> Task directions:
An exact transcription of all the records, free of pictures, is the expected answer.

> Exercise data:
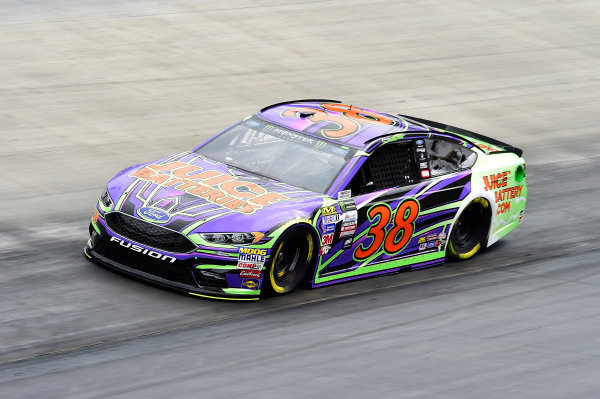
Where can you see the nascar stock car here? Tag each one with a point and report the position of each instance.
(308, 191)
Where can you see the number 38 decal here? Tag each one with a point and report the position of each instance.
(395, 238)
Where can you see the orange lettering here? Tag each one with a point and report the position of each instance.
(231, 186)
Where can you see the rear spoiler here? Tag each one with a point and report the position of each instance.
(505, 147)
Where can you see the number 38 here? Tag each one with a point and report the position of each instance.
(397, 237)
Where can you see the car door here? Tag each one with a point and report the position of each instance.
(397, 215)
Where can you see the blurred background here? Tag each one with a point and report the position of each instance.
(90, 87)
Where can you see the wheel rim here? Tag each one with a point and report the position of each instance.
(467, 227)
(291, 261)
(470, 230)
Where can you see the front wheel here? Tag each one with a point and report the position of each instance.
(290, 261)
(470, 231)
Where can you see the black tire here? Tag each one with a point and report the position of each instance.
(292, 257)
(470, 231)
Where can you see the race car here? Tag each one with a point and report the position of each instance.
(308, 192)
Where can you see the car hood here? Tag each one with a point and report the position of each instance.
(193, 194)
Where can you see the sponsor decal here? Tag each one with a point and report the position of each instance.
(339, 150)
(331, 219)
(216, 187)
(348, 229)
(503, 208)
(325, 249)
(350, 216)
(327, 239)
(347, 243)
(251, 258)
(251, 274)
(508, 193)
(328, 228)
(143, 251)
(344, 194)
(251, 284)
(348, 205)
(486, 147)
(253, 255)
(154, 214)
(498, 180)
(328, 210)
(250, 266)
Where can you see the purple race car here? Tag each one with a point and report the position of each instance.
(308, 191)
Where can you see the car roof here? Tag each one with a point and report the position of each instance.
(344, 123)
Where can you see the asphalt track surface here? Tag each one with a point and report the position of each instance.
(88, 88)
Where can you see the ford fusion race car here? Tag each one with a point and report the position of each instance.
(308, 191)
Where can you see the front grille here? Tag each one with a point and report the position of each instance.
(148, 234)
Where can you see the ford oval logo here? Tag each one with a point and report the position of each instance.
(154, 214)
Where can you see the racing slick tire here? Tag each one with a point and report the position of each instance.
(470, 231)
(292, 258)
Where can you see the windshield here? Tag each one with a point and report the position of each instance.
(279, 153)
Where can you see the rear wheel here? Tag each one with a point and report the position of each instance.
(470, 231)
(290, 260)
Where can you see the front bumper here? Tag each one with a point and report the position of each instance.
(196, 274)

> Answer for this exercise:
Where can you see the nascar stock car here? Tag each one with a point and report the position of each instance.
(308, 191)
Where can you see the number 38 decal here? Tag each one with a point and report the position of each instance.
(395, 238)
Where can you see the orange lettering here? Tag each one with a point and report the position of each instance.
(231, 186)
Where can you see the rear spoiler here? Tag each one with a point and report the position of each instance.
(505, 147)
Where can you see the number 38 here? Tag each one with a point and report the position of each instance.
(397, 237)
Where can you see the car door here? Tag each one with a point and report the position of each instance.
(397, 215)
Where can you see the blurred background here? Tag each one with a point and report the position of each instance.
(90, 87)
Where can you see the wheel rim here? Tag each one with a point and report the position of each instance.
(467, 227)
(291, 261)
(470, 230)
Where can you see the front wheel here? Tag each one with a point and report the position of each instance.
(290, 261)
(470, 231)
Where can you see the black tire here? Tag each one with a point and report the position of each instance.
(292, 257)
(470, 231)
Where can you see the race car here? Tag each one with a point and report the position of each instance.
(308, 192)
Where can you see the car hood here? Tag each one with a point and report the position of each instance.
(193, 194)
Where can you see the sponsor decal here? Tag each one with a point and report the position of each instance.
(339, 150)
(331, 219)
(216, 187)
(348, 229)
(503, 208)
(325, 249)
(350, 216)
(327, 239)
(347, 243)
(251, 258)
(251, 274)
(508, 193)
(328, 228)
(143, 251)
(344, 194)
(251, 284)
(348, 205)
(486, 147)
(253, 255)
(154, 214)
(498, 180)
(328, 210)
(250, 266)
Where can you see the purple race car here? Tag each one with a point and report the position of each instance.
(308, 191)
Where can you see the car roof here? Tag each one with a point and report the position of each instance.
(344, 123)
Where can you see the asphalt track surface here? Tag each one with a point and report the position of each instance.
(88, 88)
Where can you see the ford fusion race car here? Tag each one with a point and report the position of each instance.
(308, 191)
Where can you see the front grille here? Tag each one with a point and report the position of each instance.
(148, 234)
Where can you see the ford oval logo here? Tag each one with a point and report the position of each instance.
(154, 214)
Where can you see the racing slick tire here? Tag each one with a point and report the position of each instance.
(470, 231)
(292, 258)
Where can you see the windshield here? Tag each one with a point and report the position of each instance.
(279, 153)
Where can you see the rear wheel here? Tag each one with a point and report the position of each instance.
(470, 231)
(290, 260)
Where can you see the front bumper here? Tag each one with a point and report the position of each instance.
(196, 274)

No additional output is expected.